**Exercises**
A. Count the lines in the records that contain the string "frame". Reply with that number alone.
B. Pick up the post on newspaper paywalls at the point where it stops, and carry it forward.

**Reading passage**
Murdoch to Mount the Charge

So Rupert Murdoch will start in June throwing a paywall around the websites of The Times and Sunday Times. Online readers will be charged £1 for a day’s access or £2 for a week’s subscription. Payment will allow access to both websites.

A weekly subscription will give readers also access apparently to an e-paper version and other new, as yet unnamed, digital applications. Those who already subscribe to the print edition of either paper will also gain free online access. The Times editor is gung-ho: “Now, we are leading the way again. Our new website – with a strong, clean design – will have all the values of the printed paper and all the versatility of digital media. We want people to do more than just read it – to be part of it,” James Harding announced in a press release.

He continued: “The coming editions of The Times on phones, e-readers, tablets and mobile devices will tell the most important and interesting stories in the newest ways. Our aim is to keep delivering The Times, but better.”

Now let’s see if it works. I have written elsewhere on this blog that Murdoch doesn’t really get the Web – News International was much slower than its UK newspaper rivals at the Guardian and the Telegraph, to exploit the Web. Likewise in the U.S. with American cable rivals. His belated internet purchases to try to catch up have fizzled badly: he over-paid for already established sites and has generally made a hash of them, MySpace being the best example.

Paywalls as conceived by Murdoch may be over aggressive at this stage. Total paywalls may well put off users, especially in the absence of rivals following suit – a blend of free and paid-for is far more likely to succeed. Paywalls have an effect of reducing online social marketing, blocking blogs and social media sites from linking to stories and giving them wider dissemination.

Clearly, as the online World develops and as new tablets and e-reader devices are developed, paying for content is likely to reassert itself: there will be a convergence of hardware, reading habits and the ability to personalise and market more surgically that will encourage payment. And those who really want real news – you know, the kind that actually involves news-gathering and reporting facts as opposed to opinion-mongering and shouting at opponents on talk shows – will need to pay if they want to get anything of value or authority. News-gathering is expensive. The waning of real reporting and the reduction in the numbers of real reporters able to place events and facts into context in an informing way is becoming ever more apparent.

But is Murdoch too early and too over-reaching? I suspect so. For instance, News International clearly has made the decision to keep the price low for online access in order not to drive away online readers. But is the price too low, if the company wants to keep people buying the actual print editions? Why spend 6 pounds a week on buying the hard-copy The Times when one pound will get you a week’s online access plus other features? Two pounds will get you both papers online. And that doesn’t even factor in the cost of a copy of the print edition of the Sunday Times. Okay, you can subsrcibe to the papers and get everything. But we shall see what we see.

Balancing the Free with the Purchased

Maurice Levy, the head of marketing group Publicis, strikes me as making sense when it comes to the newspaper pay-wall debate. Unlike Rupert Murdoch (see earlier posts), Levy is far more nuanced about the balance that will be needed probably between free and paid content — that is if newspapers are going to attract traffic and not put off readers while at the same time making some money.

**Record extracts**
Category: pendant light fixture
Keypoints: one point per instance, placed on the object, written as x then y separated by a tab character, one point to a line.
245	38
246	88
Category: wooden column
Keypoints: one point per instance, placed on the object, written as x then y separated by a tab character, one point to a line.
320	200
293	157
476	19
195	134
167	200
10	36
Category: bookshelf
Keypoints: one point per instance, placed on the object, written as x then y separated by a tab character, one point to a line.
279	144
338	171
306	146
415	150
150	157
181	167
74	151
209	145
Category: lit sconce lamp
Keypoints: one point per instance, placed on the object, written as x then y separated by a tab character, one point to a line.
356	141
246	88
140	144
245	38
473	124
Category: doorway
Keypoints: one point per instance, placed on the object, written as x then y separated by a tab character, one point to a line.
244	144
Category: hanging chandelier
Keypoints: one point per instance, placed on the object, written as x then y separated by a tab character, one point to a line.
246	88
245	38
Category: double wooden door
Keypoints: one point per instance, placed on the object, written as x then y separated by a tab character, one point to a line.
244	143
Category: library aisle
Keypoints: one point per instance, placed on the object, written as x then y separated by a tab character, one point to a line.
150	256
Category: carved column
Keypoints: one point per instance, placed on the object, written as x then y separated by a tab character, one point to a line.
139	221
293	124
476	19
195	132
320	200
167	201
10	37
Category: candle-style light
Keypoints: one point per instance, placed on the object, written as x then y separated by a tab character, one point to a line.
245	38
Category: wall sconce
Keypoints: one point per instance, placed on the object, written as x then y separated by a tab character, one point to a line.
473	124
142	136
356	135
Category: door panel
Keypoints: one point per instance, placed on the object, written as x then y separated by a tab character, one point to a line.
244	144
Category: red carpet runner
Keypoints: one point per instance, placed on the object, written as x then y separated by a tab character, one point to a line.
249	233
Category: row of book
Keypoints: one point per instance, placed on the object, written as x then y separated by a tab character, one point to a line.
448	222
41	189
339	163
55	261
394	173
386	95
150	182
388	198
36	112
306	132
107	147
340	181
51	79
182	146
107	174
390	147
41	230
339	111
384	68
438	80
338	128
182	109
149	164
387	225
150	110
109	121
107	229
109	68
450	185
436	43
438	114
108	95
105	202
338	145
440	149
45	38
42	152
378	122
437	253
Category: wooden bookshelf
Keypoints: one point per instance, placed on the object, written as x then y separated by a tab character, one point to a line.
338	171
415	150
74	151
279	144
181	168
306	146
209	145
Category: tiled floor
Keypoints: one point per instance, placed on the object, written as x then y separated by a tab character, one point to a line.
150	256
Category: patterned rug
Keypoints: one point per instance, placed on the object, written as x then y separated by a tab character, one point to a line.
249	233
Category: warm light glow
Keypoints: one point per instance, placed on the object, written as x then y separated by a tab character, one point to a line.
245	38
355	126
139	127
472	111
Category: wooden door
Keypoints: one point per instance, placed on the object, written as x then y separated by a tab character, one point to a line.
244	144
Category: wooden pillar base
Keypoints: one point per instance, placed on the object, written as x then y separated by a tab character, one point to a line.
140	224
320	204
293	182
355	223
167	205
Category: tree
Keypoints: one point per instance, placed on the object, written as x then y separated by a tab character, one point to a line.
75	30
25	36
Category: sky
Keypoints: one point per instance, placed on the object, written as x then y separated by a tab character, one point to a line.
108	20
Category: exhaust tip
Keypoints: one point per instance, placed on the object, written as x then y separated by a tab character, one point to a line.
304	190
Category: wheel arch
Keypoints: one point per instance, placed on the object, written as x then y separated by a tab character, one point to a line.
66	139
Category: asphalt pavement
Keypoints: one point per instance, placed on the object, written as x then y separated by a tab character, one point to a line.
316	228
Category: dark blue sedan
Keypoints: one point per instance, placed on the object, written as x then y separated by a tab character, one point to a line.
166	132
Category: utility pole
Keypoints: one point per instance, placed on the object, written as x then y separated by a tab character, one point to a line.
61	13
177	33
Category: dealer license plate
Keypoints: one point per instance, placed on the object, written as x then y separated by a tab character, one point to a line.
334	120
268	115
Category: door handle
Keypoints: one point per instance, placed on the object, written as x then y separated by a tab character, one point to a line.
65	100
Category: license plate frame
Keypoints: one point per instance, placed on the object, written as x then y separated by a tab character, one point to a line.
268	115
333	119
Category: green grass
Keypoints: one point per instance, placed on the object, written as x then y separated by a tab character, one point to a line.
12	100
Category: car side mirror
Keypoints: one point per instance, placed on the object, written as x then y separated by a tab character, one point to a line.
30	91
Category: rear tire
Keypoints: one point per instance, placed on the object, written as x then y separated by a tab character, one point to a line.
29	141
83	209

...

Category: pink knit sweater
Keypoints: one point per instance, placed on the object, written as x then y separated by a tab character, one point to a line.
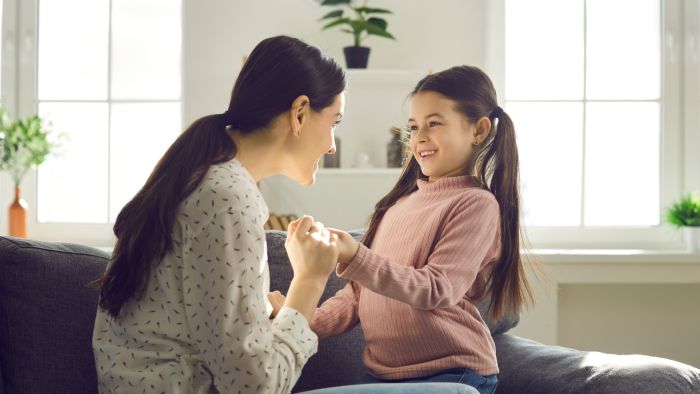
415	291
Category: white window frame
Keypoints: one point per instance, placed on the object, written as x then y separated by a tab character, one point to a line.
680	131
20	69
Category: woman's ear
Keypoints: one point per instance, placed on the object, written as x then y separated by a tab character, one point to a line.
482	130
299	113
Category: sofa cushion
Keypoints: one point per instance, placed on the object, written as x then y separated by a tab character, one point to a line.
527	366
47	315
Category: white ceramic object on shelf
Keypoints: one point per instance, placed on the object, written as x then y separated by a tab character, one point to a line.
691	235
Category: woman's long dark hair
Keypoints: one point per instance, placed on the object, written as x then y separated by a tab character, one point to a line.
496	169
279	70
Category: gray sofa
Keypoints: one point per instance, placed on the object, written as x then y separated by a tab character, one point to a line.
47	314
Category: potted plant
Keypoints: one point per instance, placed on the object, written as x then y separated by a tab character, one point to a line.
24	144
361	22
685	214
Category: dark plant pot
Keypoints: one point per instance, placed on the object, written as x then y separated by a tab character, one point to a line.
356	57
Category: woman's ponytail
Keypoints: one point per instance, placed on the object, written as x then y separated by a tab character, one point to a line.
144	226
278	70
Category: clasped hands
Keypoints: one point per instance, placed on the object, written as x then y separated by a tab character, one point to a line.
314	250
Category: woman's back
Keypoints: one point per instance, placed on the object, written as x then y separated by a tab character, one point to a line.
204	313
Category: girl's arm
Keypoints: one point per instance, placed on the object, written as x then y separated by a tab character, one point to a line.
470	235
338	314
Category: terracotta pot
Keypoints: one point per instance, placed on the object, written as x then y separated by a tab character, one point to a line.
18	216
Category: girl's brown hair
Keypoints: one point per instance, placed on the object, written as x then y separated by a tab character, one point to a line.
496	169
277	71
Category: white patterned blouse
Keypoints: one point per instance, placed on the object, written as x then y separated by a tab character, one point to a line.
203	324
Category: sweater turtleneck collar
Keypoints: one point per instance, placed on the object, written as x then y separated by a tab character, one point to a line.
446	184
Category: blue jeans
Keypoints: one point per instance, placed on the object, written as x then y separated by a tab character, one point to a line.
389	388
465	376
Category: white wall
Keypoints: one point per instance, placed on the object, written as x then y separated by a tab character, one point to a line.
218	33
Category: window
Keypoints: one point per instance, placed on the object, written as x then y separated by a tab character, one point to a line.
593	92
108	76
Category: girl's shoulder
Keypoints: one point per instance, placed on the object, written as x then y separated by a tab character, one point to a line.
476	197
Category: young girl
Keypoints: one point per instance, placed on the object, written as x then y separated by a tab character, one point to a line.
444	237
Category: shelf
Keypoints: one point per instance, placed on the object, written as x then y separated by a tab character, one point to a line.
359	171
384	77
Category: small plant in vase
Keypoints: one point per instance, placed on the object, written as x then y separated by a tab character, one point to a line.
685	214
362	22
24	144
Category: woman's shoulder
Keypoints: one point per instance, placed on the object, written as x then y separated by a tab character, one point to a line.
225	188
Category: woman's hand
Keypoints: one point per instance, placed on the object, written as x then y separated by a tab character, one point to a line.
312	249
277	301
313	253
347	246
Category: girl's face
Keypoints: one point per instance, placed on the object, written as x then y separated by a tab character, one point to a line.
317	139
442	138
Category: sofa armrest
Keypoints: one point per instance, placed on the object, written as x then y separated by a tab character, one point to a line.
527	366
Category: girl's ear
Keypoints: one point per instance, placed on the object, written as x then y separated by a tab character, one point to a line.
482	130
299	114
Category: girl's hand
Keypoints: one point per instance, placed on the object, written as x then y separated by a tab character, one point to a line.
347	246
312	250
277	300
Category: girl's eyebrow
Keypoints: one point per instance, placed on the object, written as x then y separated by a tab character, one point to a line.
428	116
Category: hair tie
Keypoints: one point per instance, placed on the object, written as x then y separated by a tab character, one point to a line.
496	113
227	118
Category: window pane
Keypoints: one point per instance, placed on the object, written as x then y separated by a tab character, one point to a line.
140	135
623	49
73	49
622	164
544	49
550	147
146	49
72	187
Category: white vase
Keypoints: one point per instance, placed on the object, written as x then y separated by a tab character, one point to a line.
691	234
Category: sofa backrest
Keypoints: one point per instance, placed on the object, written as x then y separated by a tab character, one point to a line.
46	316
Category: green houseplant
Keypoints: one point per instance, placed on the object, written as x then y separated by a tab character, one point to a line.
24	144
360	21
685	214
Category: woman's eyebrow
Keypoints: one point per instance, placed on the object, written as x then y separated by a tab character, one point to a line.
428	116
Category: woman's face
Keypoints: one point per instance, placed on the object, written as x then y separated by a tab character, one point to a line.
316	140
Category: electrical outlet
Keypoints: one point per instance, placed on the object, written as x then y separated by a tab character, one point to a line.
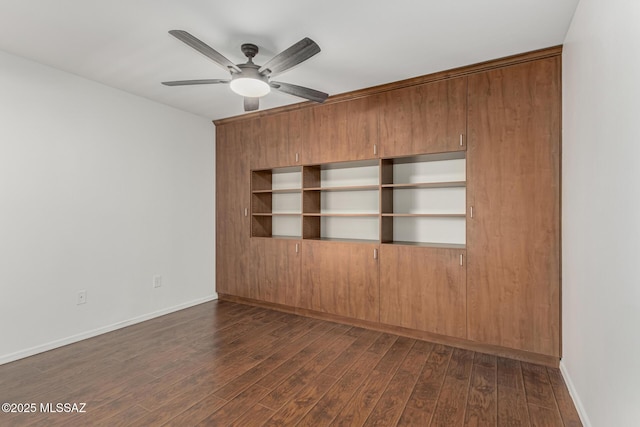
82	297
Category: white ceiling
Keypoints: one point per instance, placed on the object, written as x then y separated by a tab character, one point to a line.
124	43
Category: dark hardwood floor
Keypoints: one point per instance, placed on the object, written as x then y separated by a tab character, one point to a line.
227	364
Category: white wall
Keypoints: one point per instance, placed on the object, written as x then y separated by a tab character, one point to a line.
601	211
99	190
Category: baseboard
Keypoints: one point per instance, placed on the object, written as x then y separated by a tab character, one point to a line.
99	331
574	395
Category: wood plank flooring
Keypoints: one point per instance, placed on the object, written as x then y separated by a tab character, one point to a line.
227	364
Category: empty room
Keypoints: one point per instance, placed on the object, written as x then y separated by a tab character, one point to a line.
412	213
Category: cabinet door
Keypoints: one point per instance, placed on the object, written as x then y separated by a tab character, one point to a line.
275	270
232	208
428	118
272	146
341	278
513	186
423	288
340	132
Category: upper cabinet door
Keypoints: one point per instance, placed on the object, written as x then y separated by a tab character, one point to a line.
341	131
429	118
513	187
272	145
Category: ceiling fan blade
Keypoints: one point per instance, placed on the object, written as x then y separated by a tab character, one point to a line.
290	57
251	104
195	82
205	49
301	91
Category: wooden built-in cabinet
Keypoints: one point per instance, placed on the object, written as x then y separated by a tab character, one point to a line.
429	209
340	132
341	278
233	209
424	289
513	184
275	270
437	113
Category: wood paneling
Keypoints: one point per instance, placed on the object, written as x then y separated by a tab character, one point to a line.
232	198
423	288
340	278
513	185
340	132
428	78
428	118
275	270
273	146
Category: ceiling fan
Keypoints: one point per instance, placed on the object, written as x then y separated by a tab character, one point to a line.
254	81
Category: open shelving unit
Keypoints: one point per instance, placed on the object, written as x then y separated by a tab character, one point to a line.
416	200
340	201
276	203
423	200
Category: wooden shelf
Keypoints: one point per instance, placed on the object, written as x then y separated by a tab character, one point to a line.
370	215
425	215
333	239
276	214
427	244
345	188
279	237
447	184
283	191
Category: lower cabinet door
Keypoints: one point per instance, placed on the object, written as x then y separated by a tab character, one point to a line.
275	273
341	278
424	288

**Answers for the exercise**
A. 2

B.
Speaking to MediaGuardian at the start of the inaugural Abu Dhabi media summit, Levy, stressed that it is “not enough to have a big audience on the internet”, with media companies needing to find a mix between free and paid-for online content to survive in the digital era.

“The future of analogue media will not be supported by advertising alone. They will have to have profitable access to the internet. It’s not enough to have a big audience on the internet,” he said.

“Content has value and that’s something for which I have a strong point of view. I think media giving away their content is not a good service to themselves. It’s a shame, a pity. This content has a lot of value and it has to be valued reasonably,” he said.

The key will be to have some content that is free, but other elements only available for subscribers.

Murdoch Digital Floundering

Rupert Murdoch doesn’t have much to show for his digital efforts. He is still threatening pay-walls and seems to have little feel for a New Media that seriously threatens his bottom line. In the UK, the Telegraph Media Group and the Guardian newspaper continue to enjoy better traffic and more critical praise than The Times Online. The Telegraph is branching out with its Create department searching for business development ideas and exploiting the platform for advertorial purposes.

And on broader fronts there are setbacks for Murdoch. The latest came yesterday with the resignation of Silicon Valley veteran Owen Van Natta as CEO of MySpace, the tumbling social networking site Murdoch bought for nearly $600 million five years ago.

Van Natta, a former Facebook executive, was brought in just last year with the task of reviving a site that has seen a significant fall-off in membership and revenue. Murdoch has decided to distance the site from its origins and turn it into a portal for movie content and games. Reports are that Van Natta clashed with other Murdoch executives.

Who Will Be Right — Murdoch or Schmidt?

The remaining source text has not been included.